*Document segment*.
The Non-Binary Agenda

Jun 14, 2019 | 2019 Summer - Nonbinary x2 (and more)

By Denarii Grace

I’ve been out as bisexual for over a decade now, but it took me 31 years to come out as non-binary/agender. While I readily acknowledge that this isn’t the case for everyone, for me, sexual and romantic orientation feel a lot easier — make a lot more sense — than gender identity. Perhaps it’s becasue of my specific journey.

I’ve been aware of my same/similar gender attractions (and, perhaps most importantly, their co-existence with my different/dissimilar gender attractions) since elementary school, since before I got my period, since . . . well, a really long time. Identifying outside of the conventional binary of gender, on the other hand, is a relatively new phenomenon for me.

The night before writing this, I read an article shared by a friend (also non-binary) about a 10-year-old who just came out as non-binary and uses they/them pronouns. The child is white and thin, fitting into the few media conceptions of what it means to be non-binary — completely removed from my experiences as lifelong fat Black person — but I read it with such fascination, awe, longing, and also some doubt.

As an older millennial, born in 1987, I often wonder what it would have been like to have come of age in a society that, while certainly unbelievably far from perfect, is much more accepting and understanding of queerness and, to a lesser extent, transness than it was when I was growing up. I wondered what it would have been like to not have to wait until 31 to come out as “not this, but not quite that either.”

*Problem 1*.
Answer these questions about the essay on coming out as non-binary.
(a) How many years did it take the writer to come out as non-binary/agender?
(b) In what year was the writer born?
(c) How old was the child described in the article the writer read?

Dataset items

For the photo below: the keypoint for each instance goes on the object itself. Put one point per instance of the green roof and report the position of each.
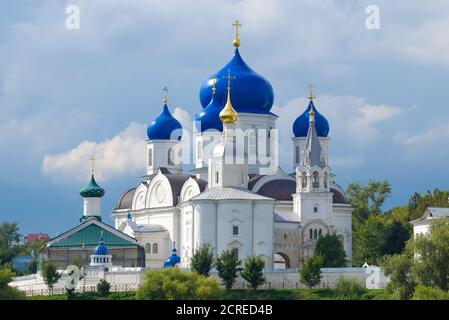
(90, 236)
(92, 189)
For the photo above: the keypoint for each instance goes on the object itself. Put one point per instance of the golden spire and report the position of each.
(228, 113)
(214, 80)
(92, 160)
(236, 41)
(310, 91)
(165, 90)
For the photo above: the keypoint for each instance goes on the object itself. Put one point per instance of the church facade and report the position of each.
(236, 198)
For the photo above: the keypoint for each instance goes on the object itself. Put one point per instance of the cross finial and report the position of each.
(214, 80)
(92, 163)
(236, 41)
(165, 91)
(311, 90)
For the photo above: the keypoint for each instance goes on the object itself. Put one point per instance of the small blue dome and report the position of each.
(163, 126)
(301, 124)
(250, 92)
(101, 249)
(209, 119)
(173, 260)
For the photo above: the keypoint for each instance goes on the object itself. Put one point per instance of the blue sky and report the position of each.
(67, 93)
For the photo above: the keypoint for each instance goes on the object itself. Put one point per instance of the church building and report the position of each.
(236, 198)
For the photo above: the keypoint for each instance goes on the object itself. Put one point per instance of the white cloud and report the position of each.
(120, 155)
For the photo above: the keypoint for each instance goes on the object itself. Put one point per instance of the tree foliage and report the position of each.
(431, 266)
(253, 271)
(7, 292)
(50, 274)
(331, 250)
(399, 268)
(350, 288)
(228, 267)
(310, 273)
(174, 284)
(202, 260)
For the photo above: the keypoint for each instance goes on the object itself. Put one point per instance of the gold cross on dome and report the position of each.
(165, 91)
(237, 25)
(92, 163)
(310, 90)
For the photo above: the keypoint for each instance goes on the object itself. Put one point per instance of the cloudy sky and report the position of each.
(68, 93)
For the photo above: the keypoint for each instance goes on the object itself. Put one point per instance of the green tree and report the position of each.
(399, 268)
(202, 260)
(429, 293)
(369, 240)
(174, 284)
(367, 200)
(310, 273)
(253, 271)
(9, 235)
(103, 288)
(350, 288)
(50, 275)
(431, 268)
(7, 292)
(331, 250)
(228, 267)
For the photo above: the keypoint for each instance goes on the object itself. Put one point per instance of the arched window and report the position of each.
(316, 179)
(170, 157)
(304, 180)
(198, 150)
(297, 154)
(150, 157)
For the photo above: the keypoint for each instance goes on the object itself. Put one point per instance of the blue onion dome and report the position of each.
(101, 249)
(173, 260)
(251, 93)
(209, 118)
(92, 189)
(301, 124)
(163, 127)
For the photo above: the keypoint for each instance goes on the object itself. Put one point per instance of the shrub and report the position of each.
(253, 271)
(103, 288)
(429, 293)
(350, 289)
(174, 284)
(7, 292)
(310, 273)
(202, 260)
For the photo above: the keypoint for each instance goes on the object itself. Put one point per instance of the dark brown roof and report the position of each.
(280, 189)
(125, 200)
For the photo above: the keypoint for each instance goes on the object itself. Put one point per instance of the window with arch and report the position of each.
(304, 180)
(170, 157)
(150, 157)
(315, 179)
(297, 154)
(198, 150)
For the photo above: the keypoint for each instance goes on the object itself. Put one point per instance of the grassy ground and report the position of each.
(268, 294)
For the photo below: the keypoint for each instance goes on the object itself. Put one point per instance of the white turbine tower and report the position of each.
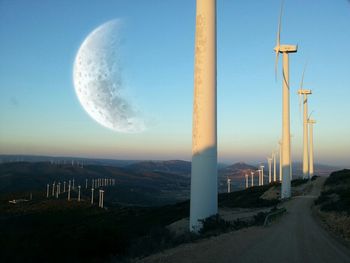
(280, 161)
(204, 200)
(228, 185)
(311, 130)
(57, 187)
(259, 174)
(304, 93)
(78, 193)
(69, 192)
(269, 161)
(286, 162)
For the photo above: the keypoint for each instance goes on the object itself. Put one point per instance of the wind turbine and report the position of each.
(78, 193)
(269, 160)
(311, 130)
(304, 93)
(262, 174)
(69, 192)
(286, 162)
(280, 161)
(204, 198)
(274, 165)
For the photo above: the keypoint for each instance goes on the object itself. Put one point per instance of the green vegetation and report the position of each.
(336, 196)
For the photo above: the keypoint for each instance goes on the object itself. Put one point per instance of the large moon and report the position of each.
(97, 76)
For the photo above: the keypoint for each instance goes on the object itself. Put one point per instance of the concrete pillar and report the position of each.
(204, 131)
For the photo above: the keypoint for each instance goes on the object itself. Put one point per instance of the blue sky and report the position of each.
(40, 113)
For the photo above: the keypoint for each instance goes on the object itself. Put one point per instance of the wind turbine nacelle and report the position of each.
(288, 48)
(304, 91)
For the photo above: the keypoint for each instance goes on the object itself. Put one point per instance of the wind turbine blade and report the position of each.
(278, 40)
(310, 115)
(284, 79)
(276, 64)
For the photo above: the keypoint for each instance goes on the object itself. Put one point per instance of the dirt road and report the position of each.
(296, 238)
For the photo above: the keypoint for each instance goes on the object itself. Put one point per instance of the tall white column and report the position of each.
(69, 192)
(269, 160)
(280, 163)
(79, 193)
(311, 130)
(274, 166)
(286, 162)
(204, 201)
(57, 191)
(306, 174)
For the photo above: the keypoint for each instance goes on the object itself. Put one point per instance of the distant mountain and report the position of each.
(64, 160)
(173, 166)
(237, 169)
(132, 187)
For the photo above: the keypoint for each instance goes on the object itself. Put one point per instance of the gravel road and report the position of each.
(294, 238)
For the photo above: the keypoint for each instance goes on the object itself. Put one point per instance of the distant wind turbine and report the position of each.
(286, 162)
(304, 93)
(311, 130)
(269, 161)
(228, 185)
(274, 165)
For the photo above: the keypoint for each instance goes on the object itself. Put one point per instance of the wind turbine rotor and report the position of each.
(278, 41)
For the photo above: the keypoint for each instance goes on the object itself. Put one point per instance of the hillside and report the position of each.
(51, 230)
(131, 187)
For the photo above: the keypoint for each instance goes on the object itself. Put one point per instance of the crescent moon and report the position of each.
(98, 82)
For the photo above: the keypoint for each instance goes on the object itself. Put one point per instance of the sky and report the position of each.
(40, 113)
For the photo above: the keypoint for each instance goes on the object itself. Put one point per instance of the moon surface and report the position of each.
(98, 82)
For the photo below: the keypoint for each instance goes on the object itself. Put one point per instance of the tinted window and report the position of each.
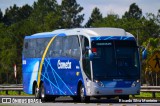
(55, 49)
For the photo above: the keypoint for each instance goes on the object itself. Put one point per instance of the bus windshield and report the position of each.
(115, 60)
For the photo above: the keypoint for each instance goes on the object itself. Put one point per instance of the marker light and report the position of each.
(94, 50)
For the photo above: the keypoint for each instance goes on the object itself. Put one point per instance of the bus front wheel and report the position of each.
(83, 98)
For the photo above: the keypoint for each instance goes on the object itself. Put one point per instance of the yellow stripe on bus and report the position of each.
(41, 64)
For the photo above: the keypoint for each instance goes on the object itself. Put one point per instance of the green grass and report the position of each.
(14, 93)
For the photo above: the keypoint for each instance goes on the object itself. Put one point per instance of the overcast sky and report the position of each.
(106, 6)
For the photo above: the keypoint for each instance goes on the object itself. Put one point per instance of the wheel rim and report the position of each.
(82, 93)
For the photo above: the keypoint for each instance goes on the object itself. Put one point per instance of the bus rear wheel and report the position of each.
(36, 92)
(83, 98)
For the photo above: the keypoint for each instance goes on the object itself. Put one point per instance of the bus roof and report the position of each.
(90, 32)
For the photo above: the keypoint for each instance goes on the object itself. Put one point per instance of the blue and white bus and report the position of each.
(81, 63)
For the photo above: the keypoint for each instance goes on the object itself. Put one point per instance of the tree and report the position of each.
(134, 12)
(42, 8)
(1, 16)
(95, 17)
(71, 17)
(25, 11)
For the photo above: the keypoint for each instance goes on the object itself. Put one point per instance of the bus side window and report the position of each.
(55, 49)
(32, 48)
(67, 44)
(75, 47)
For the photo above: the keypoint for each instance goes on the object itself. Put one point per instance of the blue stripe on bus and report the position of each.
(113, 38)
(43, 36)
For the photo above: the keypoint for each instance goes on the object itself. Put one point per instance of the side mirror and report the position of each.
(91, 54)
(144, 54)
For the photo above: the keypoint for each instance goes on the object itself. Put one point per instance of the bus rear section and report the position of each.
(115, 68)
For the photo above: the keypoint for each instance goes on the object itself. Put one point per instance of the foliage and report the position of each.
(47, 15)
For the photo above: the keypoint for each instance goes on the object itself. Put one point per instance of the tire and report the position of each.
(36, 92)
(82, 96)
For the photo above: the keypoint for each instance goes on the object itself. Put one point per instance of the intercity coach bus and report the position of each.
(81, 63)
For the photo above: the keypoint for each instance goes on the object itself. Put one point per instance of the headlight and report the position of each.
(135, 83)
(99, 83)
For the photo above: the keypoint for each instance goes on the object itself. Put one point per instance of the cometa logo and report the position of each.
(64, 65)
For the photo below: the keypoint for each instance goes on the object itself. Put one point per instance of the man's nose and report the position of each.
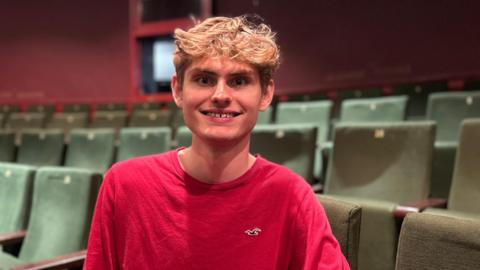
(222, 96)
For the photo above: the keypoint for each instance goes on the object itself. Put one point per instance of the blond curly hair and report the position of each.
(238, 38)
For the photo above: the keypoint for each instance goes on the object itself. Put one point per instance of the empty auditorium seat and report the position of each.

*Problem 2*. Locate every line in the records that contains the string "pillar" and copy each of those lines.

*Complete response 1*.
(a) 31 years
(b) 1987
(c) 10 years old

*Complete response 2*.
For the photo above: the keypoint for each instance goes on the object itself. Put one point per instance of the concrete pillar and report the position of each.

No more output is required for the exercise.